> Request: Write out, unchanged, the stretch of the material from the line containing "Count every pedestrian" through the line containing "[265,292,301,372]", both included.

** Start Stored records **

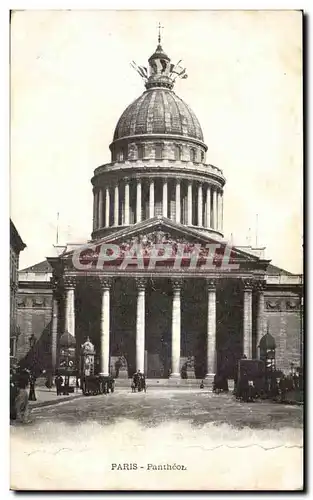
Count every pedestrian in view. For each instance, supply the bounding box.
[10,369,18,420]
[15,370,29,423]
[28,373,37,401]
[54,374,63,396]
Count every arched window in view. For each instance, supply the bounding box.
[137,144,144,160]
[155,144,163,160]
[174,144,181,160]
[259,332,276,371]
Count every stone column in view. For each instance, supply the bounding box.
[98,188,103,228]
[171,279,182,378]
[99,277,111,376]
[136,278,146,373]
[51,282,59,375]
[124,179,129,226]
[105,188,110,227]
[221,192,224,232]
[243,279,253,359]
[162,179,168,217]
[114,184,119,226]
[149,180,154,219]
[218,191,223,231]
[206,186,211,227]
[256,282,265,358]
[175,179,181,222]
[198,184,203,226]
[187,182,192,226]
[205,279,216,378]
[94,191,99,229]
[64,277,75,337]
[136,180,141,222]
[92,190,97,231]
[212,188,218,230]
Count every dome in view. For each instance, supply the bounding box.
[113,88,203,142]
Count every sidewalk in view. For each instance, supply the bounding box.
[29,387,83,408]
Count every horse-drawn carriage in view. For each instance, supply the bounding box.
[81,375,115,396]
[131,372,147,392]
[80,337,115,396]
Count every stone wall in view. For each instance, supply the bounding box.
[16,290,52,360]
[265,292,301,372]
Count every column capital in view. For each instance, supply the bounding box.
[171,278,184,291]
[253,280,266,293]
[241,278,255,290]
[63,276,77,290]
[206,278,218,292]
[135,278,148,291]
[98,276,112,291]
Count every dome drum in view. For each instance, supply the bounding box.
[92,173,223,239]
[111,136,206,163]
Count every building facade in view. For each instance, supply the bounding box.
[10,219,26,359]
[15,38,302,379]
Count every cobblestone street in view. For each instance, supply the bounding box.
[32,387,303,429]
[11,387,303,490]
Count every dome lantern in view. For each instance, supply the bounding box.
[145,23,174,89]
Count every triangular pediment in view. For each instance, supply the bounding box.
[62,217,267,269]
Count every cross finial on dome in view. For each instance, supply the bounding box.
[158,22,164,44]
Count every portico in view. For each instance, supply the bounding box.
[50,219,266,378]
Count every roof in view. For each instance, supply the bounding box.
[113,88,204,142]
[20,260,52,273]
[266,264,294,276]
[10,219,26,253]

** End Stored records **
** Start Stored records **

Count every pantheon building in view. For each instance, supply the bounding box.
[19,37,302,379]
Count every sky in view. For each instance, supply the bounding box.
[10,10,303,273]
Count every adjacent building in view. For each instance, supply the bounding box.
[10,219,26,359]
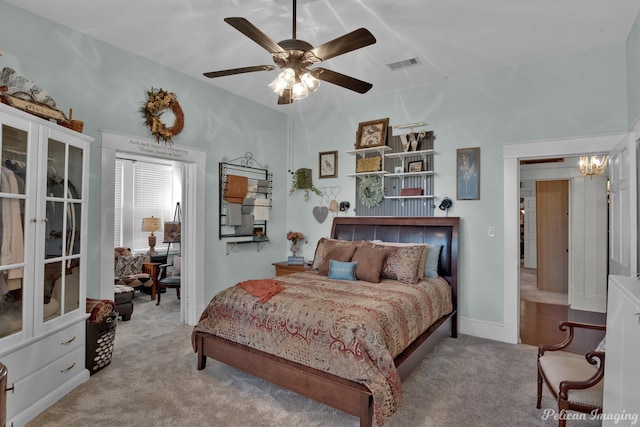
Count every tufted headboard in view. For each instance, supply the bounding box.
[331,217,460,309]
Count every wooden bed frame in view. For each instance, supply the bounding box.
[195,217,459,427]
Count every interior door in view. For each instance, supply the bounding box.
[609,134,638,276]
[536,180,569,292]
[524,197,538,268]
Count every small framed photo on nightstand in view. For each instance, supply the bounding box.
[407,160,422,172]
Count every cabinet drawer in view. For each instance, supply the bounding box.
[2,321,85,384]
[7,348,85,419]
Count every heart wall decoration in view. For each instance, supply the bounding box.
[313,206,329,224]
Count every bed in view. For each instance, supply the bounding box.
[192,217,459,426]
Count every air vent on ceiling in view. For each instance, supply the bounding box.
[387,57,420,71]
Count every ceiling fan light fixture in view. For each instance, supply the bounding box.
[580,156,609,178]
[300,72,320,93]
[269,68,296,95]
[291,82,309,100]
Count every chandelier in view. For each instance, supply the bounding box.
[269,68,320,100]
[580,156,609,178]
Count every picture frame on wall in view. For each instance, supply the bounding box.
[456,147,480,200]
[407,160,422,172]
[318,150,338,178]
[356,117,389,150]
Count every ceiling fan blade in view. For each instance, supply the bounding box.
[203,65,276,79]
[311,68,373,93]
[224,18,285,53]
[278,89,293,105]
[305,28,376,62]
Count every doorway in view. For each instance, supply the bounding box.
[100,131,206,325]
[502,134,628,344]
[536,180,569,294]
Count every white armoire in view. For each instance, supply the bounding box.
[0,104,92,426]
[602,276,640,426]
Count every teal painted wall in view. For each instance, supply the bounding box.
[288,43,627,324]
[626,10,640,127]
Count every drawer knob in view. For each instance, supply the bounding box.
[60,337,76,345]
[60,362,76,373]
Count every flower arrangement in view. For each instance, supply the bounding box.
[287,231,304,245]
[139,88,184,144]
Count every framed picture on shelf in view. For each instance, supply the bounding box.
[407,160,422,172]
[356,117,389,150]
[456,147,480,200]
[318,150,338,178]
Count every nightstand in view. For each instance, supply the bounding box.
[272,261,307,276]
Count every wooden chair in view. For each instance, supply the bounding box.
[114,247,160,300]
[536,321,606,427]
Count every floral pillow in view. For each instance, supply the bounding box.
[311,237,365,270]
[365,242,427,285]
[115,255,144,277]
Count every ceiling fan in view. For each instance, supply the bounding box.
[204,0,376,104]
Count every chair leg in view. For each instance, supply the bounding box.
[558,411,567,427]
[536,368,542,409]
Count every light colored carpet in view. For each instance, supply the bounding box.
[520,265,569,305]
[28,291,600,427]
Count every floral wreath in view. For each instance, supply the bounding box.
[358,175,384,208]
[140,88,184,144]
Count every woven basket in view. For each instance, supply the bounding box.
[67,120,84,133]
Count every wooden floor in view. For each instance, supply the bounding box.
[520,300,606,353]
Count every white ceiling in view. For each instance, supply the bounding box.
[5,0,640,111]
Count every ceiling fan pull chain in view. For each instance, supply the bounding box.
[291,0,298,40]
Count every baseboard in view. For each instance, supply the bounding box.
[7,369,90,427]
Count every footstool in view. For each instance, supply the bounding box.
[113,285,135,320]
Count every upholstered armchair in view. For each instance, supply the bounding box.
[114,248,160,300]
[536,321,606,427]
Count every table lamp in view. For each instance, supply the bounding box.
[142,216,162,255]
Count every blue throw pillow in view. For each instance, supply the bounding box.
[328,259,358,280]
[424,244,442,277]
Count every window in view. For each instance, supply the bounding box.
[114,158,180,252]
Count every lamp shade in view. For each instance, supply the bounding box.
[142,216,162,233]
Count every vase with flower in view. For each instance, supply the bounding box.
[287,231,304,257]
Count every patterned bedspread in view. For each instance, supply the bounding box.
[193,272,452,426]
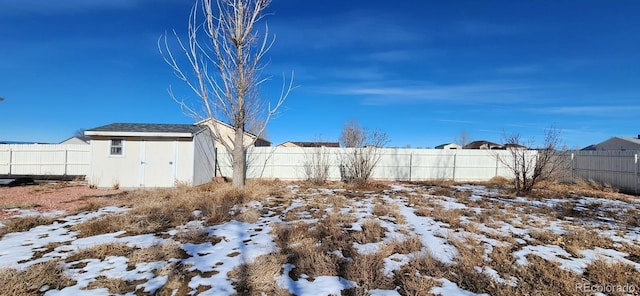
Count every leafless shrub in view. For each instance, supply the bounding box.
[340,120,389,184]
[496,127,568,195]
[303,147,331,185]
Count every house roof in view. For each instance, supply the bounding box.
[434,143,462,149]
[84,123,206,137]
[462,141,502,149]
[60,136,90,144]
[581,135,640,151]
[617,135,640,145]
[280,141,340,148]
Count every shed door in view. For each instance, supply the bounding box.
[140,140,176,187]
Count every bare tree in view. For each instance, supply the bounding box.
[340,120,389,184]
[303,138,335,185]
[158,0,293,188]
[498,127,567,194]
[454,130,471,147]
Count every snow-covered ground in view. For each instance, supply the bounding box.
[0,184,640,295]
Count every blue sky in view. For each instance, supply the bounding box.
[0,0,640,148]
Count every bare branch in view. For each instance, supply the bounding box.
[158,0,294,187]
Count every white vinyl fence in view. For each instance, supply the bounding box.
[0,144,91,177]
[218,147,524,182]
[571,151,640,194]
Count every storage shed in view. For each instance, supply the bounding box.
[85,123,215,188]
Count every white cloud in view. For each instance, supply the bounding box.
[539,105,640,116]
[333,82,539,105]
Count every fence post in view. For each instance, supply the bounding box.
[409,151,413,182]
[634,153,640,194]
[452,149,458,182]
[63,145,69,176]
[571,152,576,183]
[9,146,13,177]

** End Stored records **

> Output for this exercise:
Count every pedestrian in view. For each instance, supply the bounding box.
[10,369,18,420]
[15,370,29,423]
[28,373,37,401]
[54,374,63,396]
Count every arched window in view. For each instance, supply the bounding box.
[137,144,144,160]
[155,144,163,160]
[174,144,181,160]
[259,332,276,371]
Count every stone column in view. For each instance, supply the bounding box.
[98,188,103,228]
[171,279,182,378]
[99,277,111,376]
[136,278,146,373]
[51,282,59,375]
[124,179,129,226]
[105,188,110,227]
[221,192,224,232]
[243,279,253,359]
[162,179,168,217]
[114,184,119,226]
[149,180,154,219]
[218,191,223,231]
[206,186,211,227]
[256,282,265,358]
[175,179,181,222]
[198,184,203,226]
[187,182,192,226]
[205,279,216,378]
[94,191,99,229]
[64,277,75,337]
[136,180,141,222]
[92,190,97,231]
[212,188,218,230]
Count every dome in view. For each instance, supply the bounding box.
[113,88,203,142]
Count every sidewalk in view. For each instance, supply the bounding box.
[29,387,83,408]
Count every horse-drawn carriage in view. For each instance, supply the bounding box.
[81,375,115,396]
[131,372,147,392]
[80,337,115,396]
Count every stone wall in view. For each instance, supply the bounding box.
[16,290,52,360]
[265,292,301,372]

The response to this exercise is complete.